▶ YOUR INSTRUCTIONS: Reproduce the Edge AIBench excerpt below word for word, from "A Federated Learning" up to and including "federated learning framework.".

EXCERPT Block Start

A Federated Learning Framework Testbed. We have developed an edge computing AI testbed to provide support for researchers and common users, which is publicly available from /testbed.html. Security and privacy issues become significant focuses in the age of big data, as well as edge computing. Federated learning is a distributed collaborative machine learning technology whose main target is to preserve the privacy. Our testbed system will combine the federated learning framework.

Table 3. The summary of Edge AIBench

End-to-end Application Scenarios	Component Benchmarks	Cloud Server	Edge Computing Layer	Client Side Device
ICU Patient Monitor	Heart Failure Prediction	Train	Infer Alarm	Generate Data
ICU Patient Monitor	Endpoint Prediction	Train	Infer	Generate Data
Surveillance Camera	Person Re-Identification	Decompress Data Train	Compress Data Infer	Generate Data
Smart Home	Speech Recognition	Train	Infer	Generate Data
Smart Home	Face Recognition	Train	Infer	Generate Data
Autonomous Vehicle	Road Sign Recognition	Train	Infer	Generate Data

Contributors

Prof. Jianfeng Zhan, ICT, Chinese Acadmey of Sciences, and BenchCouncil
Dr. Wanling Gao, ICT, Chinese Acadmey of Sciences
Dr. Lei Wang, ICT, Chinese Academy of Sciences
Chunjie Luo, ICT, Chinese Academy of Sciences
Tianshu Hao, ICT, Chinese Academy of Sciences
Zihan Jiang, ICT, Chinese Academy of Sciences
Yunyou Huang, ICT, Chinese Academy of Sciences
Dr. Chen Zheng, ICT, Chinese Academy of Sciences, and BenchCouncil
Dr. Zheng Cao, Alibaba
Hainan Ye, Beijing Academy of Frontier Sciences and BenchCouncil
Dr. Zhen Jia, Princeton University and BenchCouncil
Daoyi Zheng, Baidu
Shujie Zhang, Huawei
Haoning Tang, Tencent
Dr. Yingjie Shi
Zijian Ming, Tencent
Yuanqing Guo, Sohu
Yongqiang He, Dropbox
Kent Zhan, Tencent (Previously), WUBA(Currently)

EXCERPT Block End
GIVEN INFORMATION Block Start

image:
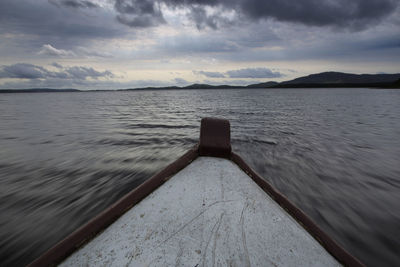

GIVEN INFORMATION Block End

▶ TASK SOLUTION:
A Federated Learning Framework Testbed. We have developed an edge computing AI testbed to provide support for researchers and common users, which is publicly available from /testbed.html. Security and privacy issues become significant focuses in the age of big data, as well as edge computing. Federated learning is a distributed collaborative machine learning technology whose main target is to preserve the privacy. Our testbed system will combine the federated learning framework.